» **WORK ITEM A**
In the profile of Ma Zhi Qing's petrochemical group, what share of China's overall capacity of high quality API-II and API-III base oils does the group account for?
» **WORK ITEM B**
Carry the profile of Ma Zhi Qing's petrochemical group forward from its last sentence.

Were it not for China’s economic reforms, Ma Zhi Qing would still be running his farm in Linzi, but thanks to a light bulb moment on a tractor in the 1980s, he leads a multi-billion dollar petrochemical corporate. He talks to Trade Finance TV about his remarkable journey from farm to industrial giant, with Deutsche Bank’s Frank Wu providing Mandarin interpretation and the financing perspective.
Today the group is the largest privately owned producer of base oil in China with a processing capacity of 8.6 million tonnes per annum (mtpa) and a production capacity of 1.9mtpa of API-I, API-II and API-III base oil types, accounting for around 35% of China’s overall capacity of high quality API-II and API-III base oils.
Certified with the ISO 9001 quality label it is one of 27 API certified companies in China. In addition, Qingyuan has moved further up the value chain with its own sales of finished lubricating oil, transformer oil, other specialist oil products and aviation kerosene. In 2016, the group became the only domestic producer of white oil with a production capacity of 0.1mtpa, the highest quality base oil that is widely used in pharmaceutical and medicinal applications, cosmetics and food industries.

» **DATA FOR ANALYSIS**

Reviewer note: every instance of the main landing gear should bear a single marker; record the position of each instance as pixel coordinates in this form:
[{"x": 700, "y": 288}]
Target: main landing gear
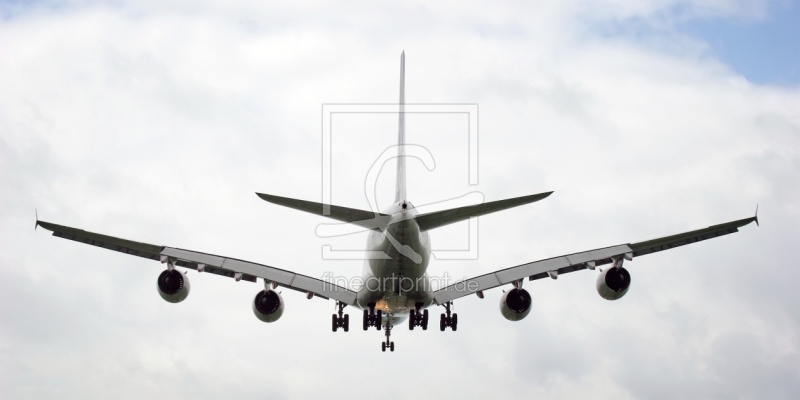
[
  {"x": 417, "y": 318},
  {"x": 340, "y": 321},
  {"x": 372, "y": 317},
  {"x": 388, "y": 343},
  {"x": 448, "y": 320}
]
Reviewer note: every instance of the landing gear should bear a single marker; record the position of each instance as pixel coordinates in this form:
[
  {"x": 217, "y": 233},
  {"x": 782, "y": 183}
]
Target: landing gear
[
  {"x": 448, "y": 319},
  {"x": 341, "y": 321},
  {"x": 417, "y": 318},
  {"x": 372, "y": 317},
  {"x": 388, "y": 343}
]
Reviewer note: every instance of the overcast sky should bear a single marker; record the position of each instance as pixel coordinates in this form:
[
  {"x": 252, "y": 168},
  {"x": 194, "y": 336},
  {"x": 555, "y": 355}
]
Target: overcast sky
[{"x": 157, "y": 121}]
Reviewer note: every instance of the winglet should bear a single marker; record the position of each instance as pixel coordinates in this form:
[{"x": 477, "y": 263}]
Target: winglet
[{"x": 756, "y": 217}]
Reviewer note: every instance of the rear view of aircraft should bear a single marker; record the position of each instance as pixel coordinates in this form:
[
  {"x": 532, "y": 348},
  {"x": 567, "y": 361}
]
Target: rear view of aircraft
[{"x": 396, "y": 287}]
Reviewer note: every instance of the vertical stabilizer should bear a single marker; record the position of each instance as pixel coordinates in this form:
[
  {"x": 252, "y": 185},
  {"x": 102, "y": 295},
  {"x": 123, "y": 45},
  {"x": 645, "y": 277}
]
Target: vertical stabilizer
[{"x": 401, "y": 136}]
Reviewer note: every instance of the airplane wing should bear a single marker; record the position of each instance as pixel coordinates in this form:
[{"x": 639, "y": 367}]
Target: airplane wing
[
  {"x": 555, "y": 266},
  {"x": 219, "y": 265}
]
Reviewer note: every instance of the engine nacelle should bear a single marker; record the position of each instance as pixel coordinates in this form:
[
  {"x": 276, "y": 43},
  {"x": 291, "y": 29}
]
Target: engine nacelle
[
  {"x": 268, "y": 305},
  {"x": 515, "y": 304},
  {"x": 173, "y": 286},
  {"x": 613, "y": 283}
]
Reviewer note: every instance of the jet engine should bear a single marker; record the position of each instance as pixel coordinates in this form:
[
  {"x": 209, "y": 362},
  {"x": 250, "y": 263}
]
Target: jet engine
[
  {"x": 515, "y": 304},
  {"x": 268, "y": 305},
  {"x": 613, "y": 283},
  {"x": 173, "y": 286}
]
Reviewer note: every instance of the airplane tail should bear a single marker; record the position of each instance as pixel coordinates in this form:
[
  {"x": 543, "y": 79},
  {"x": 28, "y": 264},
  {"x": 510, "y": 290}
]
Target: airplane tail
[
  {"x": 400, "y": 194},
  {"x": 445, "y": 217}
]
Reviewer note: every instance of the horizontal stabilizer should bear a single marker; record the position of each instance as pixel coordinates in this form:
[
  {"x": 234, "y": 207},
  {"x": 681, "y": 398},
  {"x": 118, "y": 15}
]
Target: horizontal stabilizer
[
  {"x": 367, "y": 219},
  {"x": 446, "y": 217}
]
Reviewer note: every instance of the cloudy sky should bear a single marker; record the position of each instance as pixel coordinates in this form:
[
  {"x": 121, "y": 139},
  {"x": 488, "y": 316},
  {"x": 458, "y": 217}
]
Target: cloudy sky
[{"x": 158, "y": 120}]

» **EXPECTED ANSWER A**
Around 35%.

» **EXPECTED ANSWER B**
To take advantage of the crude import licence quotas, Shandong Qingyuan needed settle crude purchases in US dollars. In addition, rising oil prices and increased working capital requirements meant that facilities from only Chinese banks were no longer enough. The refining business relies on availability of funding and it is a capital-intensive business. Ma and Wu explain how prepayment finance with Western banks such as Deutsche Bank has helped the company build its export revenue streams.
Note that the questions asked by the presenters have Mandarin subtitles and that Wu translates the questions for Ma into Mandarin and Ma’s responses from Mandarin to English.